WHAT THIS TASK INVOLVES:
Count the lines of the records below that contain the string "building", treating uppercase and lowercase as different. Reply with the number alone.

Entries for locating named things:
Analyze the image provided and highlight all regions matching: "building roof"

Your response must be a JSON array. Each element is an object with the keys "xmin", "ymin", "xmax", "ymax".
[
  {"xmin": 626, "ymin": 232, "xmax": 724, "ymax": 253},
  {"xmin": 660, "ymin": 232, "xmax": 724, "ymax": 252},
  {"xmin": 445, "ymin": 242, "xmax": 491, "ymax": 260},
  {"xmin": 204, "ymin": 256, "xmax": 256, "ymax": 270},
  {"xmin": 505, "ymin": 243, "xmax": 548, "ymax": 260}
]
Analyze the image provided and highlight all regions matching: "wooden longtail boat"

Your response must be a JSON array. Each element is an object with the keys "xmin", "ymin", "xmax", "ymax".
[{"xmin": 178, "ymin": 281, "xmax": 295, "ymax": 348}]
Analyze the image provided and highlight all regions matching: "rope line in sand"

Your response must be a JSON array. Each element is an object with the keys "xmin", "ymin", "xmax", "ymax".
...
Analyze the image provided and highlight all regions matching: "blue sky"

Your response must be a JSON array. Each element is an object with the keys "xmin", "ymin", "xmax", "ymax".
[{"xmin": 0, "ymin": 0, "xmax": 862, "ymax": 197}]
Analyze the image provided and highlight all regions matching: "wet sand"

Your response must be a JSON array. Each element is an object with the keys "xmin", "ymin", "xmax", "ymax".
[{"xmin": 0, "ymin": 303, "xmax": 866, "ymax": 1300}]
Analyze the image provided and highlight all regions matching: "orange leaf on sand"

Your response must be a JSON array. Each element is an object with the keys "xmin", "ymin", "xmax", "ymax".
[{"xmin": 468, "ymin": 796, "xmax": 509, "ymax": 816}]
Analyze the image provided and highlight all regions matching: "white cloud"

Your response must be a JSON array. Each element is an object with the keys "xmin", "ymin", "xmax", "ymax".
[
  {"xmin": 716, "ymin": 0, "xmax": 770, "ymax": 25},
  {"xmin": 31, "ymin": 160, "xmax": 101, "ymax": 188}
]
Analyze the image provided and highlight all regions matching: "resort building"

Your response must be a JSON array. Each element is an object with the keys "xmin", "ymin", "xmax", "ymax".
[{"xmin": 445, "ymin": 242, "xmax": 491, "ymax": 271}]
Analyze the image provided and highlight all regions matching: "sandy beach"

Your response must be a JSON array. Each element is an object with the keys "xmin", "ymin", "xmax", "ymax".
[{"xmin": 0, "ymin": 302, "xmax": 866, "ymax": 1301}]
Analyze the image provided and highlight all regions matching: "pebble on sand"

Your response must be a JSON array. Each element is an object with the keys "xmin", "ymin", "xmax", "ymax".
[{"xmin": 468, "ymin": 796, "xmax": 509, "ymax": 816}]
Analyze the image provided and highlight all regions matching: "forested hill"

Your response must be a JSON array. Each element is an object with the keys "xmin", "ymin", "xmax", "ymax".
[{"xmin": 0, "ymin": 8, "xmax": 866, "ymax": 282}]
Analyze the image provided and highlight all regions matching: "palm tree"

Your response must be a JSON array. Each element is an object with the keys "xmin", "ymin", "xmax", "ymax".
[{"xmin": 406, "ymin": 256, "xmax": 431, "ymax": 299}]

FINISHED EXERCISE:
2